Work to be completed:
The records underneath are to be repeated exactly, with the pictures left out.

-- The data follows --

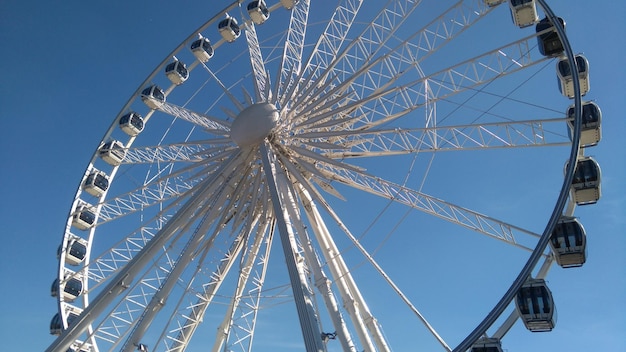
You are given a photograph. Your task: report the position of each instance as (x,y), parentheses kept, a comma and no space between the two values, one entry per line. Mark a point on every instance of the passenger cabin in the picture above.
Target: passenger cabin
(80,346)
(566,78)
(131,123)
(202,49)
(96,183)
(258,11)
(590,133)
(535,306)
(83,217)
(112,152)
(289,4)
(176,72)
(486,344)
(71,287)
(75,250)
(229,29)
(549,43)
(153,97)
(569,243)
(492,3)
(524,12)
(586,183)
(70,313)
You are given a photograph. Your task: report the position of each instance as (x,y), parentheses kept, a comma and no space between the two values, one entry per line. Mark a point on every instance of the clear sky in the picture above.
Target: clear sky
(69,67)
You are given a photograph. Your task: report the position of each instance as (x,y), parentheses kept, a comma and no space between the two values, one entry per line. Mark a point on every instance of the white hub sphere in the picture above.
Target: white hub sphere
(253,124)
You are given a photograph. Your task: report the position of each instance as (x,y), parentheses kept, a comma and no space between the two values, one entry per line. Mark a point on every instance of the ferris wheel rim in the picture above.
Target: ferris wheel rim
(214,19)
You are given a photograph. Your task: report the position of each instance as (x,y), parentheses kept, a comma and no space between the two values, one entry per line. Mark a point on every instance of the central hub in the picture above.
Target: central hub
(253,124)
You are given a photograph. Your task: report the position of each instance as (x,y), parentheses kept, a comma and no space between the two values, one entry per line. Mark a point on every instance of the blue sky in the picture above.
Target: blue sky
(69,68)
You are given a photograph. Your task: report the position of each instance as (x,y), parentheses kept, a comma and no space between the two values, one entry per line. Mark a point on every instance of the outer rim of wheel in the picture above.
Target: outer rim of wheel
(541,245)
(509,295)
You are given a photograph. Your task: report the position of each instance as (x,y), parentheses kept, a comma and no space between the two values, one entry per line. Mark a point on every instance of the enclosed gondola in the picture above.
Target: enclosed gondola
(535,306)
(131,123)
(83,217)
(258,11)
(229,29)
(176,72)
(524,12)
(112,152)
(75,250)
(569,243)
(586,183)
(492,3)
(96,183)
(566,78)
(202,49)
(289,4)
(486,344)
(153,97)
(548,41)
(80,346)
(71,287)
(590,132)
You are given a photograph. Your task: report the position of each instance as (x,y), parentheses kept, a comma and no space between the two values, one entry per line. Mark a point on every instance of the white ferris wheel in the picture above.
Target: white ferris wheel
(353,178)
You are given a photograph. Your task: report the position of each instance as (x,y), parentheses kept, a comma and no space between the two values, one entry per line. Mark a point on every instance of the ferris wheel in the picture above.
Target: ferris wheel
(345,177)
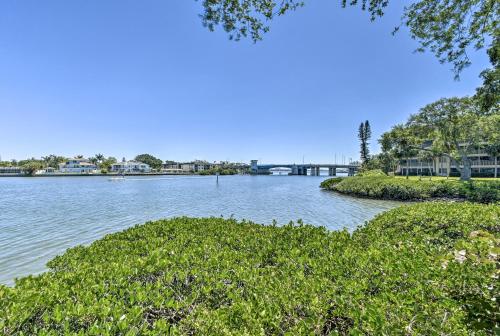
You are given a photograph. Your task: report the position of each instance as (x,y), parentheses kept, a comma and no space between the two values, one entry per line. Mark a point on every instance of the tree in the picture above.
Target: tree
(488,94)
(99,158)
(445,27)
(107,163)
(398,143)
(31,167)
(364,134)
(455,126)
(149,159)
(93,160)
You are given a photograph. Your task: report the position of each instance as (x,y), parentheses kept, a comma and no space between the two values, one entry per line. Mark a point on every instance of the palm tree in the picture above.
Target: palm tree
(93,160)
(99,157)
(47,160)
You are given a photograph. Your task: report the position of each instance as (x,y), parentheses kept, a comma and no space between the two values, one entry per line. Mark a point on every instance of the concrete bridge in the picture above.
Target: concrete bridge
(301,169)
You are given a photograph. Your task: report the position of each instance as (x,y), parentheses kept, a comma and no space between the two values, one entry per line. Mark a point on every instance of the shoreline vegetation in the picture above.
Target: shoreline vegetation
(417,268)
(375,184)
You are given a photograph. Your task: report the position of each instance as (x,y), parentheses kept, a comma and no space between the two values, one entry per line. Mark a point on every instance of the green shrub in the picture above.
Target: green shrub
(385,187)
(372,172)
(423,269)
(329,183)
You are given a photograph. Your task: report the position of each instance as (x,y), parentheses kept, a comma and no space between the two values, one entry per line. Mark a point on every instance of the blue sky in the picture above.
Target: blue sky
(124,77)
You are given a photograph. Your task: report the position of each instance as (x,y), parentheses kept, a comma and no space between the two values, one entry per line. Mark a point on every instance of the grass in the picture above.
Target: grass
(397,188)
(424,269)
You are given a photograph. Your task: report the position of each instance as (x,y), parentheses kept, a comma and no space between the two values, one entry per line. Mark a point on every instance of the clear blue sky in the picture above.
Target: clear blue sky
(124,77)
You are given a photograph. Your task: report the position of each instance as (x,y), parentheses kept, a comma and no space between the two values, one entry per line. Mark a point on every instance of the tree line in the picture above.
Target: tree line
(30,166)
(450,127)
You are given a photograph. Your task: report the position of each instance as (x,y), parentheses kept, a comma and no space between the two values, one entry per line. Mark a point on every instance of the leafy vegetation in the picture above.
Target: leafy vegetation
(386,187)
(446,28)
(220,171)
(450,127)
(149,159)
(424,269)
(364,135)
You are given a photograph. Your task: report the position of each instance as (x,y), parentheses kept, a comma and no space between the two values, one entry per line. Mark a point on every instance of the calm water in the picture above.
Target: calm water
(42,217)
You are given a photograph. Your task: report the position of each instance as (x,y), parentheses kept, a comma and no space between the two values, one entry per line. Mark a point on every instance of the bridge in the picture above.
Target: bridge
(301,169)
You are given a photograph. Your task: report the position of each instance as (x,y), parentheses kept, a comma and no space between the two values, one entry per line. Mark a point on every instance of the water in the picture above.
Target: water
(42,217)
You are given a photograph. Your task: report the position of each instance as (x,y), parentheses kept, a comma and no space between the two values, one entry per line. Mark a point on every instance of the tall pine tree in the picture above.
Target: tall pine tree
(364,134)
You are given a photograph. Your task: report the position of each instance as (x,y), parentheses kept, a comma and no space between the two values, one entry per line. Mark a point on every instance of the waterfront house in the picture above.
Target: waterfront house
(77,166)
(130,167)
(483,165)
(11,171)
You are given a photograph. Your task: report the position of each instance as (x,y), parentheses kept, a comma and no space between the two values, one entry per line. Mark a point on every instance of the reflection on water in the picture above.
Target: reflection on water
(42,217)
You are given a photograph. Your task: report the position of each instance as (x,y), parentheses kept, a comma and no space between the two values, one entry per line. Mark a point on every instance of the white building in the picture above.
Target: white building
(77,166)
(131,167)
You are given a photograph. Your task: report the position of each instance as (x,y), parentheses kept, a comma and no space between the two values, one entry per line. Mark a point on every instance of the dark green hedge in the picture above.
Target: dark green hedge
(424,269)
(386,187)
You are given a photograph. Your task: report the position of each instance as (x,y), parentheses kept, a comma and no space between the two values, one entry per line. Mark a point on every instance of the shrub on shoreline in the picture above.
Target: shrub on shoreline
(421,269)
(385,187)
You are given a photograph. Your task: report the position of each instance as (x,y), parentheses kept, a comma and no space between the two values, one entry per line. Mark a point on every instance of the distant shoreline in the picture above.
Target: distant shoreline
(97,174)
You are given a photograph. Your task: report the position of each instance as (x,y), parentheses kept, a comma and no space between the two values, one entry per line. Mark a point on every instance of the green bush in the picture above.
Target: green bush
(329,183)
(424,269)
(385,187)
(372,172)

-- The data concluded --

Output of the task:
You are given a photograph. Your task: report the position of each instance as (x,y), parentheses kept, a comma and no space between the two values, one entry per line. Mark a point on every instance of the passenger cabin in the picture above.
Target: passenger cabin
(80,346)
(566,78)
(131,123)
(202,49)
(96,183)
(258,11)
(590,133)
(535,306)
(83,217)
(112,152)
(289,4)
(176,72)
(486,344)
(71,287)
(75,250)
(229,29)
(549,43)
(153,97)
(569,243)
(492,3)
(524,12)
(586,183)
(70,313)
You are given a photograph. Your task: report the position of each instance as (x,y), parentheses kept, a comma and no space between the two values, one entry per line. Mark a point on every instance of the clear sky in the picture above.
Target: clear sky
(69,67)
You are given a photograph. Your task: report the position of each instance as (x,y), parentheses kept, a comma and no space between the two values, one entry per line. Mark a point on every instance of the white hub sphere in the picture above.
Target: white hub sphere
(253,124)
You are given a photograph. Your task: report the position of each instance as (x,y), parentheses kept, a comma and no space between the two values, one entry per line. Mark a point on every instance of the ferris wheel rim in the picture above.
Target: ferris wheel rim
(214,19)
You are given a photograph. Your task: report the position of each instance as (x,y), parentheses kept, a comma and no space between the two values, one entry per line. Mark a point on every instance of the central hub in the picture above.
Target: central hub
(253,124)
You are given a photograph. Your task: report the position of each instance as (x,y), parentheses kept, a comma and no space between the two values, one entry per line. Mark a point on every instance of the blue sky in the picture above.
Target: blue sky
(69,68)
You are given a photograph. Your task: report the position of each instance as (x,y), parentheses kept, a comma and no space between the two values, one entry per line. Mark a point on every instance of the outer rim of wheel in the picture above.
Target: outer rim of wheel
(541,245)
(509,295)
You are given a photograph. Your task: report the position of each instance as (x,y), parentheses kept, a comma and no space between the two values, one entry per line. Mark a point on every instance of the enclosed gondola in the picture above.
Target: enclosed gondola
(535,306)
(131,123)
(83,217)
(258,11)
(229,29)
(176,72)
(524,12)
(112,152)
(75,250)
(569,243)
(586,183)
(492,3)
(96,183)
(566,78)
(202,49)
(289,4)
(486,344)
(153,97)
(548,41)
(80,346)
(71,287)
(590,132)
You are given a photograph. Your task: report the position of each instance as (x,y), parentheses kept, a comma and no space between the two values, one entry per line. Mark a point on every instance of the white ferris wheel in the picture above.
Target: white ferris wheel
(353,178)
You are given a photograph. Your task: report the position of each instance as (x,y), parentheses kept, a comma and no space between the two values, one entry per line. Mark a point on every instance of the ferris wheel in the picture above.
Target: ferris wheel
(345,177)
You are given a photograph. Your task: report the position of each instance as (x,y), parentheses kept, a comma and no space between the two values, one entry per line. Mark a point on every instance of the tree in the picture above.
Target: tree
(488,94)
(99,158)
(445,27)
(107,163)
(398,143)
(31,167)
(364,134)
(455,126)
(149,159)
(93,160)
You are given a photograph. Your task: report the position of each instance as (x,y), parentheses kept, a comma and no space between the two values, one entry per line. Mark a point on every instance of the palm tree in the picture above.
Target: palm tree
(93,160)
(99,157)
(47,160)
You are given a photograph. Your task: report the position of each instance as (x,y), parentheses kept, a comma and no space between the two values, one entry per line. Mark a point on every instance of the concrete bridge in the picture above.
Target: concrete bridge
(301,169)
You are given a photograph. Your task: report the position of each instance as (x,y), parentheses kept, a comma and no space between the two values, one entry per line. Mark a point on every instance of the shoreline vegetation in the picture above.
Target: shoreline vegetation
(417,268)
(375,184)
You are given a photograph. Your task: report the position of each instance as (x,y), parentheses kept, a comma and no space between the two values, one entry per line. Mark a point on every instance of the green shrub in the picture above.
Target: green shrub
(385,187)
(372,172)
(423,269)
(329,183)
You are given a photograph. Your task: report the position of each instance as (x,y), parentheses kept, a comma and no space between the two values, one entry per line. Mark a point on every instance of the blue sky in the picture above.
Target: blue sky
(124,77)
You are given a photograph. Your task: report the position of each instance as (x,y), parentheses kept, a comma and no space between the two values, one entry per line. Mark a point on every instance of the grass in the picture above.
Target: grass
(397,188)
(424,269)
You are given a photograph. Your task: report the position of each instance as (x,y), parentheses kept, a comma and no space between the two values, one entry per line. Mark a point on every instance of the clear blue sky in the picture above.
Target: clear blue sky
(124,77)
You are given a photograph. Your task: report the position of each instance as (x,y), parentheses kept, a comma and no space between the two values, one entry per line. Mark a point on every instance of the tree line in the picture above.
Target: tree line
(30,166)
(450,127)
You are given a photograph. Your task: report the position of each instance as (x,y), parentheses kept, a comma and no space between the two values, one entry per line. Mark a point on every instance of the leafy vegetation in the picture above.
Target: leafy vegetation
(386,187)
(446,28)
(220,171)
(450,127)
(149,159)
(424,269)
(364,135)
You are given a photograph. Your task: report the position of each instance as (x,y), parentheses kept, a comma and no space between the two values, one entry per line. Mark a point on every instance of the calm water in the picture above.
Target: calm water
(42,217)
You are given a photograph. Your task: report the position of each instance as (x,y), parentheses kept, a comma and no space between the two values, one entry per line. Mark a point on every instance of the bridge in the picture above.
Target: bridge
(301,169)
You are given a photograph. Your task: report the position of each instance as (x,y), parentheses kept, a comma and no space between the two values, one entry per line. Mark a point on every instance of the water in the picture above.
Target: water
(42,217)
You are given a photograph. Your task: report the position of each instance as (x,y), parentheses kept, a comma and no space between the two values, one entry per line. Mark a point on every instance of the tall pine tree in the picture above.
Target: tall pine tree
(364,134)
You are given a photograph. Your task: report the position of each instance as (x,y), parentheses kept, a comma and no space between the two values, one entry per line. Mark a point on every instance of the waterfront house in the picture above.
Target: waterfront house
(77,166)
(130,167)
(483,165)
(11,171)
You are given a photograph. Your task: report the position of each instance as (x,y), parentheses kept, a comma and no space between the two values, one entry per line. Mark a point on every instance of the reflection on water in the picture above.
Target: reflection on water
(42,217)
You are given a photograph. Your task: report the position of each instance as (x,y), parentheses kept, a comma and no space between the two values, one entry per line. Mark a point on every instance of the white building in the picture above.
Target: white building
(77,166)
(131,167)
You are given a photograph. Your task: report the position of each instance as (x,y), parentheses kept, a comma and no space between the two values, one entry per line. Mark a point on every instance of the dark green hedge in the picture above.
Target: dark green hedge
(424,269)
(386,187)
You are given a photograph. Your task: report the position of each instance as (x,y), parentheses kept, a comma and no space between the two values, one entry per line. Mark a point on every instance of the shrub on shoreline in the picture above.
Target: shrub on shoreline
(421,269)
(385,187)
You are given a photograph. Your task: report the position of each instance as (x,y), parentheses kept, a comma and no space between the two values, one entry per line. Mark a point on every instance of the distant shoreline in the picture above.
Target: distant shoreline
(97,174)
You are given a photograph. Your task: report the position of each instance as (x,y), parentheses kept, a comma and no space between the two values, one entry per line. Mark a point on every instance of the green bush in the picture above.
Target: green bush
(329,183)
(424,269)
(385,187)
(372,172)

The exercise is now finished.